##### TEXT SECTION
By the Cartier–Milnor–Moore theorem [19, 63], any graded connected commutative Hopf algebra has a basis which satisfies the first condition. However, we will not make use of this, since the two conditions above are reasonable properties for many combinatorial Hopf algebras and their canonical bases. For example, the Hopf algebra of symmetric functions, with the basis of elementary symmetric functions e λ , satisfies the first condition.

Write \(\mathcal{H}_{n}\) for the subspace of degree n in \(\mathcal {H}\), and \(\mathcal{B}_{n}\) for the degree n basis elements. The generators c i can be identified as those basis elements which are not the non-trivial product of basis elements; in other words, generators cannot be obtained by assembling objects of lower degree. Thus, all basis elements of degree one are generators, but there are usually generators of higher degree; see Examples 3.1 and 3.2 below. One can view the conditions 1 and 2 above as requiring the basis elements to have unique factorization into generators, allowing the convenient view of \(b \in\mathcal{B}\) as a word b=c 1 c 2c l . Its length l(b) is then well-defined—it is the number of generators one needs to assemble together to produce b. Some properties of the length are developed in Sect. 3.3. For a noncommutative Hopf algebra, it is useful to choose a linear order on the set of generators refining the ordering by degree: i.e. if deg(c)<deg(c′), then c<c′. This allows the construction of the Lyndon factorization and standard bracketing of a basis element, as in Sect. 2.3. Example 3.17 demonstrates such calculations.
##########
» **REQUIRED TASK**
Reproduce the whole passage on Hopf algebra bases word for word. The entries come from a separate source.
##### RECORDS SHOWN
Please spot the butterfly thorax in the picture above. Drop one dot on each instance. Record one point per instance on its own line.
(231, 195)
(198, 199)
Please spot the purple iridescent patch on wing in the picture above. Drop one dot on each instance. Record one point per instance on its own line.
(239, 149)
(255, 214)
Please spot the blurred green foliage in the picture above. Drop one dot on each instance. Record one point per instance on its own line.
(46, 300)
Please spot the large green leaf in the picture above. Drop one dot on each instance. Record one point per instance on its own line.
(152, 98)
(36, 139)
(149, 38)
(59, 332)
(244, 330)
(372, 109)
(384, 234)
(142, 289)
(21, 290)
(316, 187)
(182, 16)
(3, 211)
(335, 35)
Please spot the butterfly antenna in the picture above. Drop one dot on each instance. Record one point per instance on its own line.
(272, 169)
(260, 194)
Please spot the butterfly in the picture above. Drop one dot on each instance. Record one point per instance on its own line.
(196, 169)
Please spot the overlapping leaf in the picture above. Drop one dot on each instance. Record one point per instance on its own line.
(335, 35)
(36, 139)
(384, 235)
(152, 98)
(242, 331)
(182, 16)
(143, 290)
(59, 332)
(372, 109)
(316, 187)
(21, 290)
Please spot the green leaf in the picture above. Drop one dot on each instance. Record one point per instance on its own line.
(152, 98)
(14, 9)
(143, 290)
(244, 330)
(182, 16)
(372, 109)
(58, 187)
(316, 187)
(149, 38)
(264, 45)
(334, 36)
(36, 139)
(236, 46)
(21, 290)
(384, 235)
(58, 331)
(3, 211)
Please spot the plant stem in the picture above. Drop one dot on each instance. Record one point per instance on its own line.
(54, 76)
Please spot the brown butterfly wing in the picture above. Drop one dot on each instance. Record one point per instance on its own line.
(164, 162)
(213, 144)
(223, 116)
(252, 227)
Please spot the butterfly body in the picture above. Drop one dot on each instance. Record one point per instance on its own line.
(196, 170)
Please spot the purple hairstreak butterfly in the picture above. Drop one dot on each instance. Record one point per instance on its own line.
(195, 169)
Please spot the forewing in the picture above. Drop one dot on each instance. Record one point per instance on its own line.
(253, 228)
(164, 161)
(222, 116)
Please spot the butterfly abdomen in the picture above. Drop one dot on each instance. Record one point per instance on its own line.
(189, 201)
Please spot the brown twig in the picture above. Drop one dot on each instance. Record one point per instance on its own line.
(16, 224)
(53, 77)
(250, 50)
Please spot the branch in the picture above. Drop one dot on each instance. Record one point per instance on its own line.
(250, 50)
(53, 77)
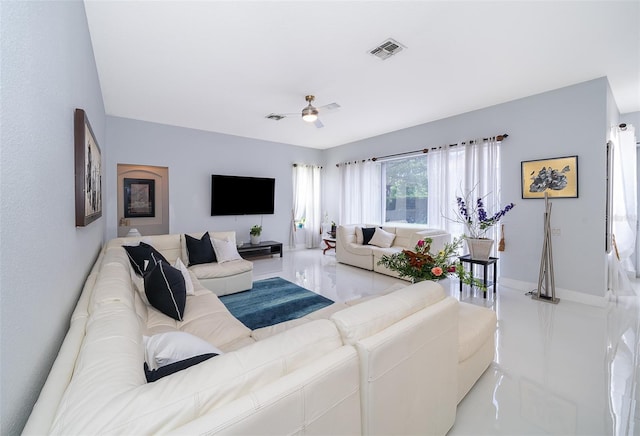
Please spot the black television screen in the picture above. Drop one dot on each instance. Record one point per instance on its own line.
(237, 195)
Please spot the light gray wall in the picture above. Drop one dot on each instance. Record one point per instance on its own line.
(192, 156)
(563, 122)
(48, 70)
(632, 118)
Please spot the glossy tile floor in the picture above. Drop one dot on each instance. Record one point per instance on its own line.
(565, 369)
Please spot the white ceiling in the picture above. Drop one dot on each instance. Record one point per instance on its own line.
(224, 65)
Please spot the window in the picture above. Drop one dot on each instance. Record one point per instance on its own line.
(406, 188)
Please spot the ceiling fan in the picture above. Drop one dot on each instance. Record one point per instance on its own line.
(309, 112)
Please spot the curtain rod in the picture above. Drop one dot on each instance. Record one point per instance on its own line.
(426, 150)
(307, 165)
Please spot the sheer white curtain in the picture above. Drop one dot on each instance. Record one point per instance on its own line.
(456, 171)
(307, 182)
(624, 197)
(360, 193)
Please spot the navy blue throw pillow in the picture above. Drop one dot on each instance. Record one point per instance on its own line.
(139, 253)
(165, 289)
(163, 371)
(367, 234)
(200, 250)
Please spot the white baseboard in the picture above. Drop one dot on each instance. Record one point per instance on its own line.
(562, 294)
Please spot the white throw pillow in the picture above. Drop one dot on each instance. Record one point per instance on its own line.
(187, 277)
(382, 238)
(225, 249)
(165, 348)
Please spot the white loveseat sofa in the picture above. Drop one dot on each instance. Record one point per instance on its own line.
(351, 250)
(388, 365)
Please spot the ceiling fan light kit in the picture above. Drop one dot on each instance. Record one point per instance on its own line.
(309, 113)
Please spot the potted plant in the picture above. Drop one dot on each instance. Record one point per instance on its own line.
(477, 221)
(255, 234)
(420, 264)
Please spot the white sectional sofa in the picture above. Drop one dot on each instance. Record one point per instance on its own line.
(351, 249)
(220, 278)
(387, 365)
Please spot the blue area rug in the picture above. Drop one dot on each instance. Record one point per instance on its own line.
(271, 301)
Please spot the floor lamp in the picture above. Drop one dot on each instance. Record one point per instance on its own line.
(546, 284)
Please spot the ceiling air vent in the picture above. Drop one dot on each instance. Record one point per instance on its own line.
(275, 117)
(387, 49)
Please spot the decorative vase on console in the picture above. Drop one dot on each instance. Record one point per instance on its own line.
(476, 220)
(254, 234)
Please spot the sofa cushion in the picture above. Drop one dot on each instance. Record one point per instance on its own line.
(215, 270)
(186, 275)
(165, 289)
(140, 255)
(206, 317)
(200, 250)
(170, 347)
(476, 325)
(367, 234)
(372, 316)
(382, 238)
(156, 374)
(225, 250)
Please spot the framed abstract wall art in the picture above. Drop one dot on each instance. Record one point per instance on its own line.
(139, 198)
(558, 177)
(88, 171)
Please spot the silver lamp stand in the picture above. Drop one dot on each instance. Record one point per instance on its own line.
(546, 282)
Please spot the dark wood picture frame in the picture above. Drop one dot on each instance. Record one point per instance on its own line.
(557, 177)
(88, 171)
(139, 198)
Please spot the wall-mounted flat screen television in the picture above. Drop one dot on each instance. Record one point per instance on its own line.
(237, 195)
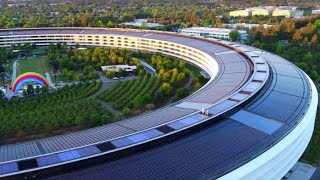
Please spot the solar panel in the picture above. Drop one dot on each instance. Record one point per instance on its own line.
(27, 164)
(165, 129)
(152, 133)
(107, 146)
(138, 137)
(122, 142)
(258, 122)
(68, 155)
(48, 160)
(8, 168)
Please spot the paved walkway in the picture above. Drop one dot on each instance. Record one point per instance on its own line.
(49, 79)
(14, 71)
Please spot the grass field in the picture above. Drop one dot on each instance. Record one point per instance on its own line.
(38, 64)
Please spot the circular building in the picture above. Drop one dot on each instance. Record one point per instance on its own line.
(252, 120)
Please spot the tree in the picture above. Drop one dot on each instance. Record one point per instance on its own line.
(297, 36)
(109, 74)
(182, 92)
(234, 35)
(166, 89)
(314, 41)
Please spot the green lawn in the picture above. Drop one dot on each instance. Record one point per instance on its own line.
(38, 64)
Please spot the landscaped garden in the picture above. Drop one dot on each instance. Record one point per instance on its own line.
(90, 103)
(49, 113)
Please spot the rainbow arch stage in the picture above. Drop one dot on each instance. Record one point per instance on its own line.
(27, 78)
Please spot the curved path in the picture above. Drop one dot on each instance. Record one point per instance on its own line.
(255, 119)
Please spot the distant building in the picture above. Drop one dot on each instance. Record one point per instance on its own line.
(245, 25)
(220, 33)
(242, 13)
(286, 11)
(115, 68)
(316, 11)
(140, 22)
(261, 11)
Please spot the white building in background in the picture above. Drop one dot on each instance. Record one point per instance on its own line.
(245, 25)
(286, 11)
(242, 13)
(115, 68)
(316, 11)
(261, 10)
(140, 22)
(220, 33)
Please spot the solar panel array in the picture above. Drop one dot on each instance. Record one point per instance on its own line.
(211, 152)
(221, 147)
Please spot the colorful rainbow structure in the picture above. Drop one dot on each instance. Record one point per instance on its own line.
(29, 77)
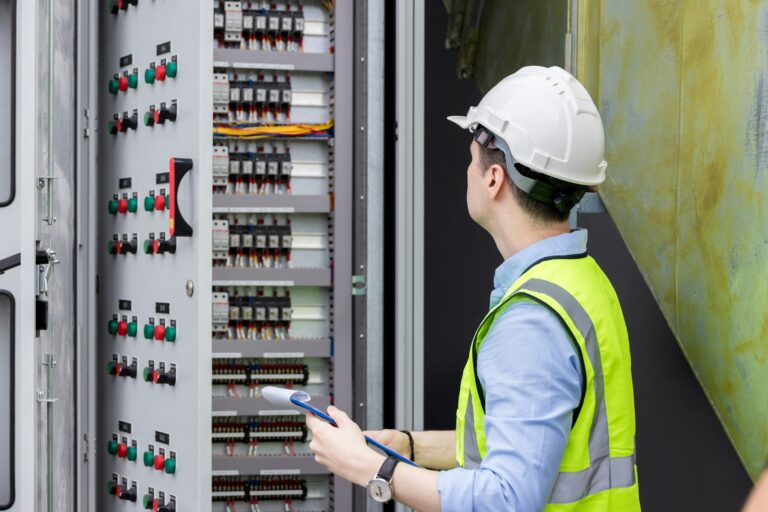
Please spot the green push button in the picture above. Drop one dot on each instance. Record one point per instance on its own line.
(172, 69)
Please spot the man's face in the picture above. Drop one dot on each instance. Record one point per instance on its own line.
(477, 195)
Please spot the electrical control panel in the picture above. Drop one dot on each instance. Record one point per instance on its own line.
(154, 277)
(225, 240)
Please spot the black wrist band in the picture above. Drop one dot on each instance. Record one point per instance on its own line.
(410, 444)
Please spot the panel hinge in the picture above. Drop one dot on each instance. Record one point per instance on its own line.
(85, 446)
(358, 285)
(87, 123)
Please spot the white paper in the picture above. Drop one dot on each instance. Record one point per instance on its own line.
(281, 397)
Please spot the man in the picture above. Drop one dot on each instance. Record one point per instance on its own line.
(546, 409)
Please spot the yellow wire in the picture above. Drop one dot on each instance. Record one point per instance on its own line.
(266, 131)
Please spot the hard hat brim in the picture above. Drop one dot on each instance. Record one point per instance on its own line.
(462, 121)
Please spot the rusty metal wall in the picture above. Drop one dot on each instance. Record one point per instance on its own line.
(683, 90)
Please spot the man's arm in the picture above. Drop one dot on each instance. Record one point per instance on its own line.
(343, 451)
(433, 449)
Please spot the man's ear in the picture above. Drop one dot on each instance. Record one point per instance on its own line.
(496, 180)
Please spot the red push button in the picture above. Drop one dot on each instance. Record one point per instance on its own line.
(160, 72)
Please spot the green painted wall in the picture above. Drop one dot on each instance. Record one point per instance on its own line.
(683, 90)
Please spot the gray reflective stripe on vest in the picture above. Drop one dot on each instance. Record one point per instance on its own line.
(604, 472)
(472, 456)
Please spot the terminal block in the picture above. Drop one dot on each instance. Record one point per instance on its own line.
(256, 429)
(252, 97)
(246, 25)
(262, 488)
(260, 172)
(254, 372)
(258, 316)
(261, 241)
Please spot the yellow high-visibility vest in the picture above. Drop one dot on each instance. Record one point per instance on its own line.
(598, 471)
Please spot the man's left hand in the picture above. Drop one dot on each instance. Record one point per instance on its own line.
(343, 450)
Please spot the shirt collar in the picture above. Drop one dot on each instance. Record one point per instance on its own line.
(510, 271)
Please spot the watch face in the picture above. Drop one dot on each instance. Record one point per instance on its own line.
(379, 490)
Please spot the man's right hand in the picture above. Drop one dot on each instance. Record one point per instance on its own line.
(392, 439)
(434, 449)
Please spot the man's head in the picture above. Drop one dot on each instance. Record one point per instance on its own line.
(489, 188)
(538, 145)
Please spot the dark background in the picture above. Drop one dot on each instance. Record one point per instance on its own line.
(685, 460)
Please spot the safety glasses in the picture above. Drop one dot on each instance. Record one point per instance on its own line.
(484, 138)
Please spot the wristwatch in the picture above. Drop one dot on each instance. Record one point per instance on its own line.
(380, 486)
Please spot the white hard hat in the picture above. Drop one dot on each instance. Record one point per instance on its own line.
(544, 119)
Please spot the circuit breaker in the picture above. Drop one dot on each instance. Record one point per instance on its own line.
(224, 226)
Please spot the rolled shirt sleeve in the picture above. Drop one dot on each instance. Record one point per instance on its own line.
(532, 377)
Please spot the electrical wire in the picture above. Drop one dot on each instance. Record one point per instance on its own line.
(266, 132)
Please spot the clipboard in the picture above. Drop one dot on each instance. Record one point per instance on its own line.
(289, 397)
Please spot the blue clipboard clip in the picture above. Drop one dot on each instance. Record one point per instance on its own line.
(320, 414)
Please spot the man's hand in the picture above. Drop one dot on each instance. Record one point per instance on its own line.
(343, 450)
(393, 439)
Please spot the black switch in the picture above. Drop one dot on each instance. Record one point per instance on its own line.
(166, 114)
(128, 494)
(129, 371)
(128, 246)
(131, 122)
(168, 377)
(168, 246)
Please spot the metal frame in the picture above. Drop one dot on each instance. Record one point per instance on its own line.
(342, 275)
(85, 281)
(21, 240)
(409, 295)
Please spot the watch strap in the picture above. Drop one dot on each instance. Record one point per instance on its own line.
(387, 469)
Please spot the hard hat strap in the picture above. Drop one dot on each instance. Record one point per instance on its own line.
(541, 190)
(488, 139)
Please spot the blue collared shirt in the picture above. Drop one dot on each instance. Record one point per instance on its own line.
(531, 374)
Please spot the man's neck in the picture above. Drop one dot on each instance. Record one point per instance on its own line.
(513, 238)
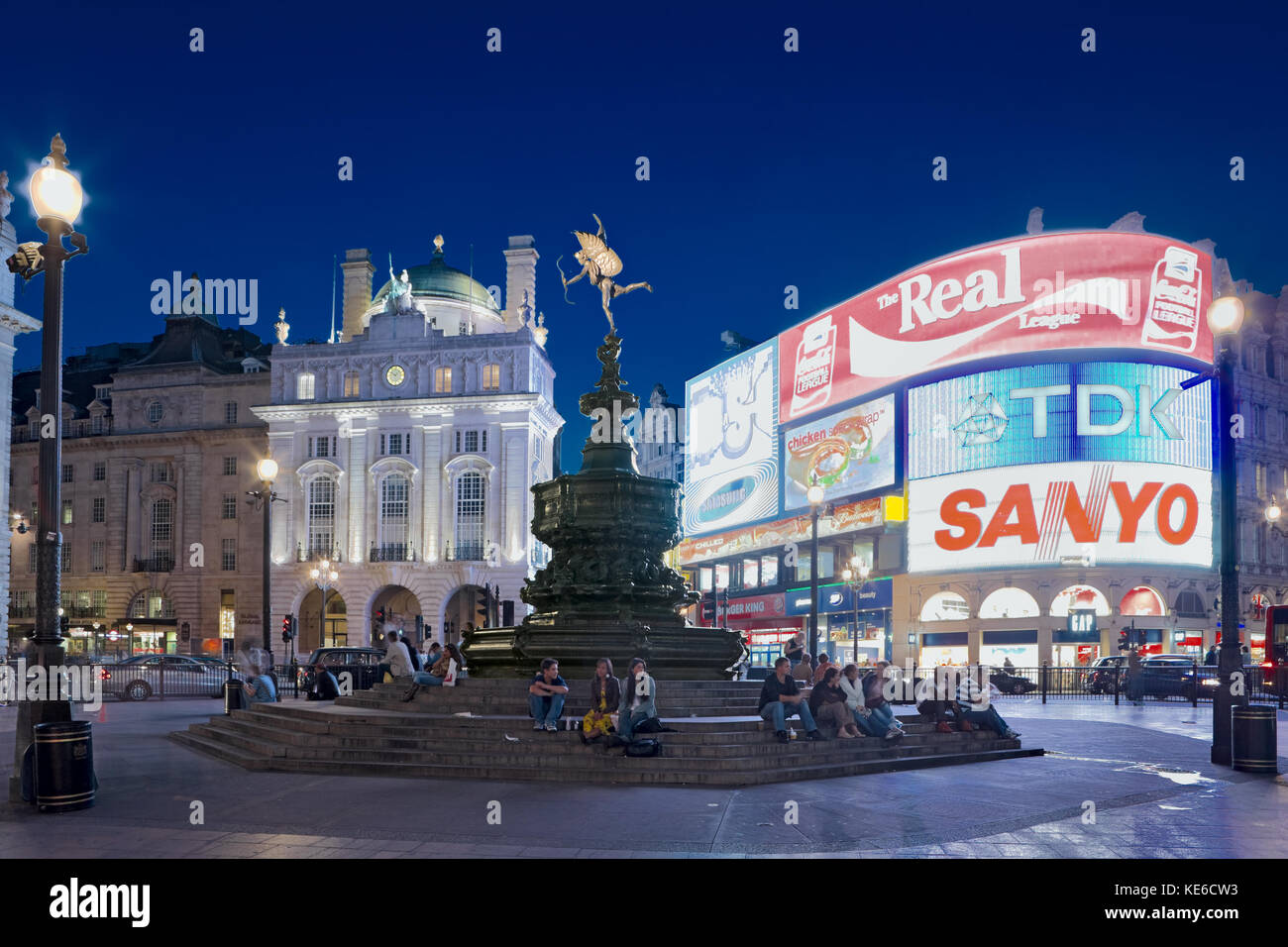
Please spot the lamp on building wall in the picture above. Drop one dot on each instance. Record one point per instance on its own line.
(56, 197)
(323, 578)
(265, 497)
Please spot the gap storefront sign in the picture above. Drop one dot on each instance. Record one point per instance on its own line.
(874, 594)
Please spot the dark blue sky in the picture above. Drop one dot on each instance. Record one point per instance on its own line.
(768, 167)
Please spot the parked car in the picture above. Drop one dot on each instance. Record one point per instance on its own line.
(1102, 678)
(1173, 676)
(361, 663)
(140, 677)
(1010, 684)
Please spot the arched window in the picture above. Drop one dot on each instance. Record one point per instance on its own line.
(162, 535)
(393, 518)
(321, 491)
(1078, 598)
(945, 605)
(1141, 600)
(1009, 603)
(469, 515)
(150, 603)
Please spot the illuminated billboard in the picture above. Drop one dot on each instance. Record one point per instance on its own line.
(730, 460)
(849, 453)
(1034, 414)
(1048, 291)
(1078, 512)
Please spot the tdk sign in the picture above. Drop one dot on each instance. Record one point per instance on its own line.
(1151, 412)
(1044, 414)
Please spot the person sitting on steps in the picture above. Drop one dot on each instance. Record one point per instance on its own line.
(546, 696)
(325, 685)
(855, 699)
(605, 693)
(781, 697)
(436, 676)
(638, 698)
(827, 703)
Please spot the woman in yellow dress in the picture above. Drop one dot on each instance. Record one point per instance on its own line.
(604, 694)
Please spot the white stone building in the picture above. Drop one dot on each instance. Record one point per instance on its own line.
(407, 450)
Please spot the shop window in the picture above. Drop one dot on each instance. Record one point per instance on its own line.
(1009, 603)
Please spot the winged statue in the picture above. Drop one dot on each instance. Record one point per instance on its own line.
(599, 263)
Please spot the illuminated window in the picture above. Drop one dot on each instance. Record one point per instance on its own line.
(471, 513)
(945, 605)
(1009, 603)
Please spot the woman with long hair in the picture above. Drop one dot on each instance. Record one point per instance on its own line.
(639, 690)
(605, 692)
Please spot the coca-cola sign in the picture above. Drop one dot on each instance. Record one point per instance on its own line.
(1055, 291)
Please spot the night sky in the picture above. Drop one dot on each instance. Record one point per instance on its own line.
(768, 167)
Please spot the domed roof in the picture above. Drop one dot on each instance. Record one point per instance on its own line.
(437, 279)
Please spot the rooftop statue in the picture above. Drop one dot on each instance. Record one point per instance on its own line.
(599, 264)
(399, 291)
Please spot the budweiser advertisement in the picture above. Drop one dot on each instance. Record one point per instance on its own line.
(1072, 513)
(1096, 289)
(782, 532)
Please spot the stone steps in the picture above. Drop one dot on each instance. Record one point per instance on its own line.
(722, 744)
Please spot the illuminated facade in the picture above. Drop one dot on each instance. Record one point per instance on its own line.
(407, 451)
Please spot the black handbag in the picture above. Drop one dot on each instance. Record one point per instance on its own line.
(643, 748)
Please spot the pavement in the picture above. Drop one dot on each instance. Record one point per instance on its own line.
(1117, 783)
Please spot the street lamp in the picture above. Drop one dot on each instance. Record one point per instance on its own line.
(815, 501)
(263, 499)
(1225, 316)
(858, 569)
(56, 197)
(325, 579)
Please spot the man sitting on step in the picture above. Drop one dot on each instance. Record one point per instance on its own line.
(397, 660)
(781, 697)
(977, 707)
(546, 696)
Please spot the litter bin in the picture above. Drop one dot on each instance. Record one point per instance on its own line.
(1253, 740)
(235, 698)
(64, 766)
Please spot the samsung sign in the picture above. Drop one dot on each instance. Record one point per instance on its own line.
(1089, 411)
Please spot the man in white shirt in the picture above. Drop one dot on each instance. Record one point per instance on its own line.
(977, 707)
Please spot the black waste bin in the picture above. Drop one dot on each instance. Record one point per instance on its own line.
(235, 698)
(1253, 740)
(64, 766)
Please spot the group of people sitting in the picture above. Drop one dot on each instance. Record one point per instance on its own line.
(858, 706)
(617, 707)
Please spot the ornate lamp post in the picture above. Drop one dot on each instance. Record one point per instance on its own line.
(857, 570)
(815, 501)
(265, 499)
(323, 578)
(56, 197)
(1225, 316)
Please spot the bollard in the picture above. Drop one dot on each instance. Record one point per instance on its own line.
(64, 766)
(1253, 738)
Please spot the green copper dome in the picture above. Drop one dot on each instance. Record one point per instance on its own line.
(437, 279)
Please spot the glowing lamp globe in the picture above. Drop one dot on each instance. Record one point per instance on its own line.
(1225, 315)
(55, 192)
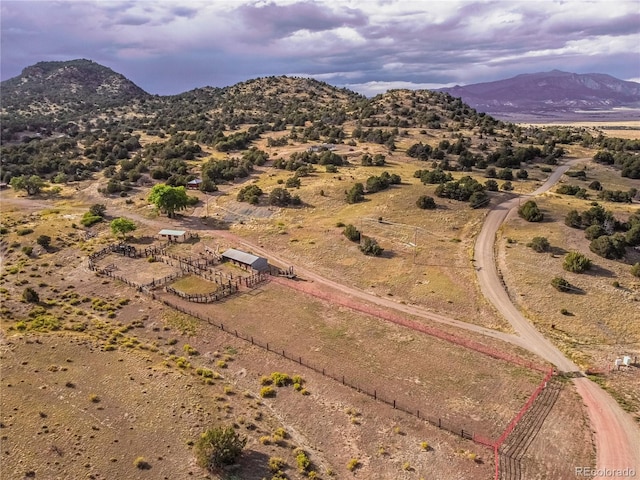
##########
» **THE OUTPUT**
By the Cartier–Milnor–Moore theorem [19, 63], any graded connected commutative Hopf algebra has a basis which satisfies the first condition. However, we will not make use of this, since the two conditions above are reasonable properties for many combinatorial Hopf algebras and their canonical bases. For example, the Hopf algebra of symmetric functions, with the basis of elementary symmetric functions e λ , satisfies the first condition.

Write \(\mathcal{H}_{n}\) for the subspace of degree n in \(\mathcal {H}\), and \(\mathcal{B}_{n}\) for the degree n basis elements. The generators c i can be identified as those basis elements which are not the non-trivial product of basis elements; in other words, generators cannot be obtained by assembling objects of lower degree. Thus, all basis elements of degree one are generators, but there are usually generators of higher degree; see Examples 3.1 and 3.2 below. One can view the conditions 1 and 2 above as requiring the basis elements to have unique factorization into generators, allowing the convenient view of \(b \in\mathcal{B}\) as a word b=c 1 c 2c l . Its length l(b) is then well-defined—it is the number of generators one needs to assemble together to produce b. Some properties of the length are developed in Sect. 3.3. For a noncommutative Hopf algebra, it is useful to choose a linear order on the set of generators refining the ordering by degree: i.e. if deg(c)<deg(c′), then c<c′. This allows the construction of the Lyndon factorization and standard bracketing of a basis element, as in Sect. 2.3. Example 3.17 demonstrates such calculations.